Is it okay to use tables? How do I decide when a table is appropriate, and when I should use CSS instead? Do I just do whatever is easier?
The answer is yes, it's fine to use tables. The general rule of thumb is that if you are displaying tabular data, a table is probably a good way to go. You should generally try to style your table with css as much as you can though.
Also, this pie graph might help you:
alt text http://www.ratemyeverything.net/image/7292/0/Time_Breakdown_of_Modern_Web_Design.ashx
EDIT: Tables are fine. For displaying data. Just like my second sentence stated. The question was "is it ok to use tables". The answer is - yes, it is ok to use tables. It is not illegal.
Since even though it's implied to use tables for data in my general rule of thumb, apparently I must also state that the corollary is that it's not ok to use tables for anything else, even though the poster already seemed to grasp this concept. So, for the record, the general rule of thumb is to not use tables for laying out your site.
Tables should be used to represent tabular data. CSS should be used for presentation and layout.
This question has also been exhaustively answered here:
Why not use tables for layout in HTML?
Essentially - if you have tabular data, then use a table. There's really no need now to use tables for layout - sure, they were often considered 'easier' but semantically the page is horrid, they were often considered inaccessible.
See some discussion:
css-discuss
and a particularly comical URL - shouldiusetablesforlayout.com
In the 'modern' approach of tables it is not about using table tags or div tags, but about using the right tag for the right purpose.
The table tag is used for tabular data. There is nothing wrong with using it for that!
For using CSS, there are a lot of tutorials and guides (good and bad) around. Indicators of a bad tutorial are: lot of use of blocks (divs) that only make sense for the layout and not for the content. Good signs are the ones that advise to use the right tags for the right content and teach you how to make up that tags.
Tables are only appropriate for tabular data. Imagine you have to add some spreadsheet like data, where you have clear row/column headers, and some data inside those rows.
A product comparison, for example, is also a valid table item.
I believe that tables are OK for display of rectilinear data of arbitrary rows and/or columns. That's about it. Tables should not be used for layout purposes anymore.
In general, HTML markup should describe the structure and content of a web page—it should not be used to control presentational aspects such as layout and styling (that's what CSS is for). A <table> tag, like most have already said, should represent tabular data—something that would appear as a table of information.
The reason why people rag on tables so much is that in the old days, there was no such thing as CSS—all page layout was done directly in HTML. Tags were not thought of as describing content—all anyone really cared about was how a tag would make things look in a web browser. As a result of this, people figured that, since they could organize things into rows and columns, tables must be good for laying out elements of a web page. This became a really popular technique—in fact, I'd wager that using tables was considered the preferred method of laying out web pages for quite some time.
So when people tell you that tables are "old-fashioned," they are specifically referring to this abuse of the <table> tag that was so popular back in the old days. Like I said, there's nothing wrong with HTML tables themselves, but using them for web page layout just doesn't make sense nowadays.
(Plus, from a purely pragmatic standpoint, layouts done with HTML tables are very inflexible and hard to maintain.)
its ok to use tables when you are showing data in a grid / tabular format. however, for general structure of the site, its highly recommended that you use css driven div, ul, li elements to give you more lucid website.

Supplied records →
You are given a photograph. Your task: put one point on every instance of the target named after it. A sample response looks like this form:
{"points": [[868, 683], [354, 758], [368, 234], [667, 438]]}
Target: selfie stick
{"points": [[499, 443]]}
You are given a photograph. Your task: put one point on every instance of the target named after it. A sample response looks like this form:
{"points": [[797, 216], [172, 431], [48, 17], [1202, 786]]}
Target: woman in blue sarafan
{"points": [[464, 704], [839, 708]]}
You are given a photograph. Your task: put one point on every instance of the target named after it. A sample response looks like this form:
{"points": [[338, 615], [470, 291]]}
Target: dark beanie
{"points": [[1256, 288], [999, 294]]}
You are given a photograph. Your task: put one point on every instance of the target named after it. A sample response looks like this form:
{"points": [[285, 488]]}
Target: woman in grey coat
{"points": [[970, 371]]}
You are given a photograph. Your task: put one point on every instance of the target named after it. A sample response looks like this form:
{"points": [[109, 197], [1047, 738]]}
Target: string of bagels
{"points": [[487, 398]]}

...

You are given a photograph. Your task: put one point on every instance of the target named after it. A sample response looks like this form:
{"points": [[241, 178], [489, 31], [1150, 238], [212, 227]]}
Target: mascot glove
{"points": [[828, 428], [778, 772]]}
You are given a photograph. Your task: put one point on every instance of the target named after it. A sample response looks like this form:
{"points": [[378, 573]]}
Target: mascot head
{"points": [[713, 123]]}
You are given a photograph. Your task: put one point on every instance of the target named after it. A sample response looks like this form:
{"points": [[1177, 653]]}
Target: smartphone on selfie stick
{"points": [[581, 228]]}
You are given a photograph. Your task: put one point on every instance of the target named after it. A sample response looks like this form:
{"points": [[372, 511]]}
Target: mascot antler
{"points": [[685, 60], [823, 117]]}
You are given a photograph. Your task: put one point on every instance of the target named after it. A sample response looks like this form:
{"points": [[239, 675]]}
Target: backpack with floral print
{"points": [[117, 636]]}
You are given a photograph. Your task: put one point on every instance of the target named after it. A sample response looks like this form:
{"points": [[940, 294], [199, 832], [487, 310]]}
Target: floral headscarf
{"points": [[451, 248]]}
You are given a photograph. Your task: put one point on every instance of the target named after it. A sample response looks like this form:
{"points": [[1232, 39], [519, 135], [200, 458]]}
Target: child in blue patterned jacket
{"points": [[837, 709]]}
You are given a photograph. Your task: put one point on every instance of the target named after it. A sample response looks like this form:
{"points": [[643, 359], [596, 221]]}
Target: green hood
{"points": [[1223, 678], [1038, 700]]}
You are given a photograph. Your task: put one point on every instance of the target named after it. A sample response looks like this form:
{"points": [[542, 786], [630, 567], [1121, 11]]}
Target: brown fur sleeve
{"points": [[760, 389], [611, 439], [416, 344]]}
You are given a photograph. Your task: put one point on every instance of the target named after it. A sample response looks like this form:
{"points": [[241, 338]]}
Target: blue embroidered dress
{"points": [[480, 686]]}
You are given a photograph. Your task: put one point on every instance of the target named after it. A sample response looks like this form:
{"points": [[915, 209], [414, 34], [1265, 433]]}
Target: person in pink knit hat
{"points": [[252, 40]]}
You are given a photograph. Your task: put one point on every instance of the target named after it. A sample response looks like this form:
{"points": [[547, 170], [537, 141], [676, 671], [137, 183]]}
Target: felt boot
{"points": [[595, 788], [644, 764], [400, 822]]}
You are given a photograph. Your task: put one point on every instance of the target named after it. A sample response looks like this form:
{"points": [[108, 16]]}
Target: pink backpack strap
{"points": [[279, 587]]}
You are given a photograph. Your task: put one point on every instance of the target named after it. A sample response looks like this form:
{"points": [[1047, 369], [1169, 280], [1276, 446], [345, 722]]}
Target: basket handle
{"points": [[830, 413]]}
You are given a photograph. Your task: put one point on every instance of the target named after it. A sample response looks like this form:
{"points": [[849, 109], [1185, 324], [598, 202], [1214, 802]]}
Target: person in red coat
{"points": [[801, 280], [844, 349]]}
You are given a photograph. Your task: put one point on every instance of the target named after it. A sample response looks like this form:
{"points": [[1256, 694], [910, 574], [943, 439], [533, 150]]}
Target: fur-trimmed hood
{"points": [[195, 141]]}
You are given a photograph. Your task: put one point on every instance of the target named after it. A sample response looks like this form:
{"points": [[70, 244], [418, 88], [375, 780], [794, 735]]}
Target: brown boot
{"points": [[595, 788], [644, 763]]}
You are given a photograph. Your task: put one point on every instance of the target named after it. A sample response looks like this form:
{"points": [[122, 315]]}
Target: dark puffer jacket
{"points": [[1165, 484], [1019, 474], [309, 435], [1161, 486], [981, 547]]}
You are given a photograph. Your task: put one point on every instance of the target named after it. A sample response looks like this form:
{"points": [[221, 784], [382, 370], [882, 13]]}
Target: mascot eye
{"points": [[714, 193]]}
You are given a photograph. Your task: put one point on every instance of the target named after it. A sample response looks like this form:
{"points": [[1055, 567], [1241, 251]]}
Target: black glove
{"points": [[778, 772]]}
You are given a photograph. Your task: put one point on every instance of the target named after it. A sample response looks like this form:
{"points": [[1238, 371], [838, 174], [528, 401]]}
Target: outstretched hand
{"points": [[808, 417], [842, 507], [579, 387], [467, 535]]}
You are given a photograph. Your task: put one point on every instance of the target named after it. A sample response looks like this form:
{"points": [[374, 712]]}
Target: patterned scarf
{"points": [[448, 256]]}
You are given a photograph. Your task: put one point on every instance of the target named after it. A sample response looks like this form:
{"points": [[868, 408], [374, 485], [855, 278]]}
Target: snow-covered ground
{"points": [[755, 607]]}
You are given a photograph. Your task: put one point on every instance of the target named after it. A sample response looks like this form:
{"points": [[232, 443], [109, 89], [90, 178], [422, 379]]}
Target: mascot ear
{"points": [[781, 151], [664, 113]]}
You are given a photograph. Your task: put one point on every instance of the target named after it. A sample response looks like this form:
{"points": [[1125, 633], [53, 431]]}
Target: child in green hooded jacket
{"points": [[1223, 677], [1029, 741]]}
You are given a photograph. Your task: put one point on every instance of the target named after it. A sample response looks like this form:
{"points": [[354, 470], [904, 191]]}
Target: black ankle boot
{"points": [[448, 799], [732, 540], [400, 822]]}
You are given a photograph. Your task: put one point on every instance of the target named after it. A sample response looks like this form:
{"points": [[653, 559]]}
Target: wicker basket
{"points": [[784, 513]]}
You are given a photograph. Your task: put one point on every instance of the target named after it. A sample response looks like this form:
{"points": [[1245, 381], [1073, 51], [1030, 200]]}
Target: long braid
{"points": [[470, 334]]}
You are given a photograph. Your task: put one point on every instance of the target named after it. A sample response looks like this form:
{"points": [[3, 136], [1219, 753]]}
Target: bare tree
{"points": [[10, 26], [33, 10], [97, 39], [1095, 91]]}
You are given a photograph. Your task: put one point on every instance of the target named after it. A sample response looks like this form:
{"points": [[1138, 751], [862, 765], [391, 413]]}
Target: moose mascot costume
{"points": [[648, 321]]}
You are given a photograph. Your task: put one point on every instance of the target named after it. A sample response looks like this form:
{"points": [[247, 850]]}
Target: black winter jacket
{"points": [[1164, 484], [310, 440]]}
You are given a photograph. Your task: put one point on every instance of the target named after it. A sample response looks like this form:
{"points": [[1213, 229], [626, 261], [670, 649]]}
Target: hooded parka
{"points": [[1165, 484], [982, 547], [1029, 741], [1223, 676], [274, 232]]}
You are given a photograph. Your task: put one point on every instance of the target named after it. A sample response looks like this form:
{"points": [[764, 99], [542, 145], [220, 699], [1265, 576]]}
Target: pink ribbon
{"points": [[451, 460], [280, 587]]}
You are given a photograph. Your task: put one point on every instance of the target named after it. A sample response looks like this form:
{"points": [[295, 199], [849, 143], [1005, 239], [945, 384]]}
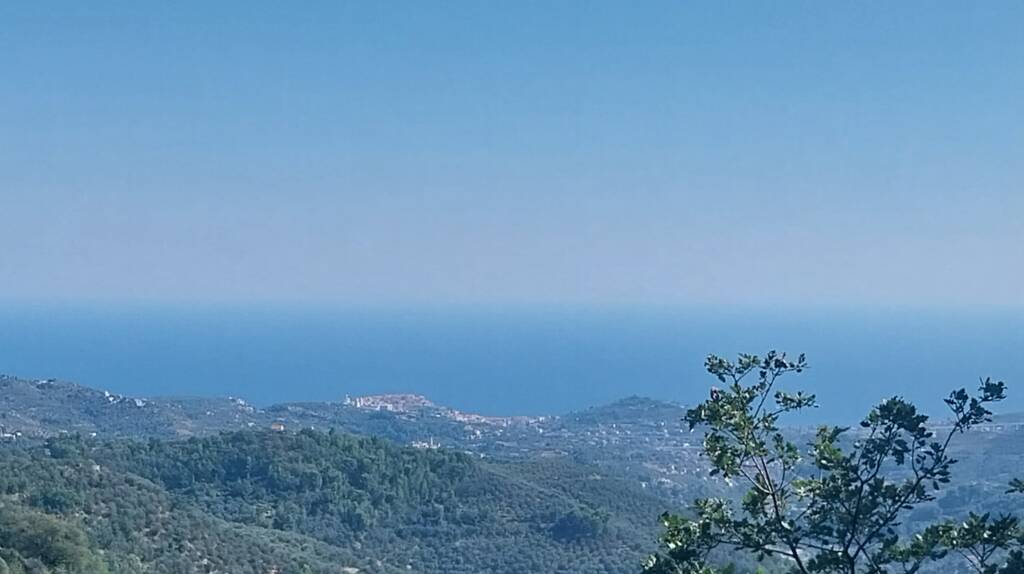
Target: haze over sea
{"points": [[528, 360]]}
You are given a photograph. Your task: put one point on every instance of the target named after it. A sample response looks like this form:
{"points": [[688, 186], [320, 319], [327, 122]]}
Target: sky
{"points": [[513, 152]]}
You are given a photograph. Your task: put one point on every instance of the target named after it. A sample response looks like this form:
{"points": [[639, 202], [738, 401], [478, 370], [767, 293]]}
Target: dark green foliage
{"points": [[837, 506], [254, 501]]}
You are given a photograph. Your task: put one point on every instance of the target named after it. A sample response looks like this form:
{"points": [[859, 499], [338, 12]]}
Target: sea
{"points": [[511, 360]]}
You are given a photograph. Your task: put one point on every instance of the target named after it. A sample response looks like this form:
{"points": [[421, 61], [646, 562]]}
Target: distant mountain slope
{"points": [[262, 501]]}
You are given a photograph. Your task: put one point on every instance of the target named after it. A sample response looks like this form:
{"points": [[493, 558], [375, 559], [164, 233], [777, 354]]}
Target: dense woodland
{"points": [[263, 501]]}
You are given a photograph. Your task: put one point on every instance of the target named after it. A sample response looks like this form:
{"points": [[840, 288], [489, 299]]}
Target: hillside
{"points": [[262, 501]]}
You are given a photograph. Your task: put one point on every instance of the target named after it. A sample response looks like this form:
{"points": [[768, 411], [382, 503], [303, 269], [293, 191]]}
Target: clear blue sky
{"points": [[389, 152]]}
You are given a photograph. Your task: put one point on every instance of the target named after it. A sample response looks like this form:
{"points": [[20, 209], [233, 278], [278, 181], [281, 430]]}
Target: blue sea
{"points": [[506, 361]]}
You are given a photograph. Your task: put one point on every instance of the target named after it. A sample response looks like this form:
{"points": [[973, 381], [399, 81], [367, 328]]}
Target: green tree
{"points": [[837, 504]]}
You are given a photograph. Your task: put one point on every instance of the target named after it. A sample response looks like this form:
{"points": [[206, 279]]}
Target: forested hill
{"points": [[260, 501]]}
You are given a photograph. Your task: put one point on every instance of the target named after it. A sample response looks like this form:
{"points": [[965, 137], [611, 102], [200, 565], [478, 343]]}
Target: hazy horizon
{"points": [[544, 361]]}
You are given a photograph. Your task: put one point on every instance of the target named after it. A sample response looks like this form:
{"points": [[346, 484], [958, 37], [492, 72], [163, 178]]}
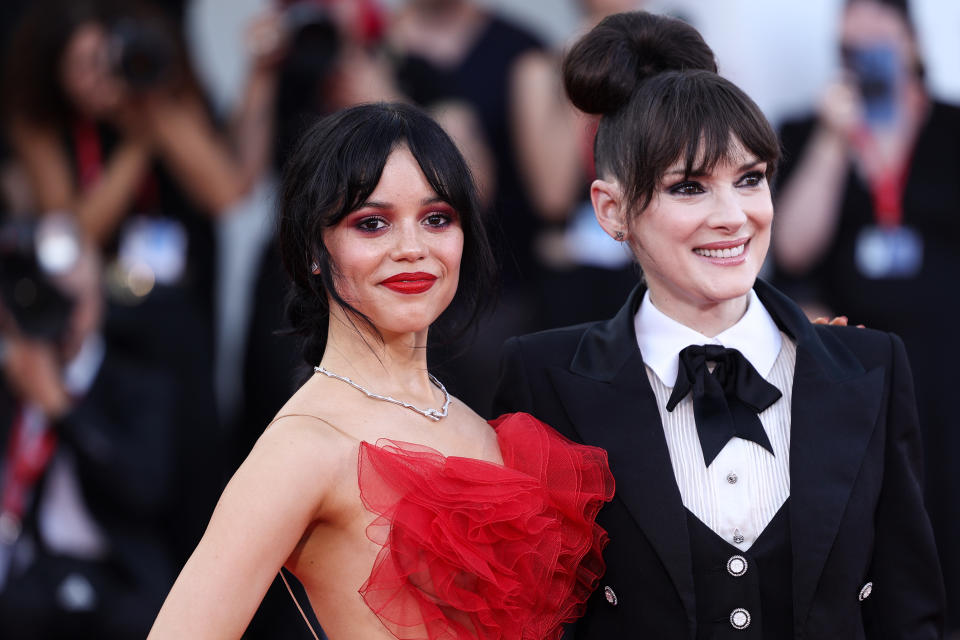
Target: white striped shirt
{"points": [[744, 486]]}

Given request 1 →
List every HTML element that the thread on using HTML tables names by its tag, giving each one once.
Given request 2 →
Continue the thread on using HTML tables from the point where it stops.

Expected output 1 →
table, div, ul, li

Expected output 2 →
If you anyways decide to work with tables, you must consider the following cons :
they are not SEO friendly
they are quite rigid in terms of their structure and at times difficult to maintain as well
you may be spending little extra time on div based website, but its worth every minute spent.
The whole "anti-Table" movement is a reaction to a time when deeply nested tables were the only method to layout pages, leading to HTML that was very hard to understand.
Tables are a valid method for tabular (data) layout, and if a table is the easiest way to implement a layout, then by any means use a table.
Table is always the right choice when you have the need to present data in a grid.
Quoting Sitepoints's book HTML Utopia: Designing Without Tables using CSS
If you have tabular data and the appearance of that data is less important than its appropriate display in connection with other portions of the same data set, then a table is in order. If you have information that would best be displayed in a spreadsheet such as Excel, you have tabular data.
I would say no for using tables to construct your layout. Tables make sense only for actual tabular data you need to represent. If you spend enough time figuring the CSS out you will find its easier then using tables for a layout. Just remember: Tables for displaying data. CSS for page layouts.
Tables are just that: Tables.
They are frowned upon because they should not be used for layout, as has been the fashionable thing to do before browsers could position stuff properly.
If what you want to markup is, in fact, a table, then use a table. Other than that, try to stay away.
One small thing: Aligning two parts of text to the exact same line that won't move apart (think, username and post date). There using a table is IMHO an option.
First get it working. Then get it perfect.
Get the layout done in some way before making it perfect or better.
How many people per day will go to the page you are working on? A million? or 20 ?
How much time are you going to spend on CSS issues instead of other issues? Does your boss want you to spend this much time on the issue? Does he/she know what you are doing?
Absolutely. I don't know where CSS zealots invented the idea that tables are not naturally used for "layout". Tables have been used for laying things out since their invention, whether those things be numbers, words, or pretty pictures. That's what they do. Moreover, table is part of all versions of (X)HTML so there are no deprecation concerns.
Absolutely.
All that HTML offers was originally intended for you to define the markup of your page. In my book, absolute and relative positions of elements on a page belong to markup. So both divs and tables are very much suited for this task. Pick up what works best for your particular need.
CSS adds many styling possibilities and also layout tricks but it complements HTML options not replaces them.
There is actually a very fine line between seeing something as a markup or styling issue. CSS proponents would say that with CSS you can relocate and reshuffle completely all big and little pieces of a page. I cannot however imagine putting header below, footer above and making things appear in reverse order.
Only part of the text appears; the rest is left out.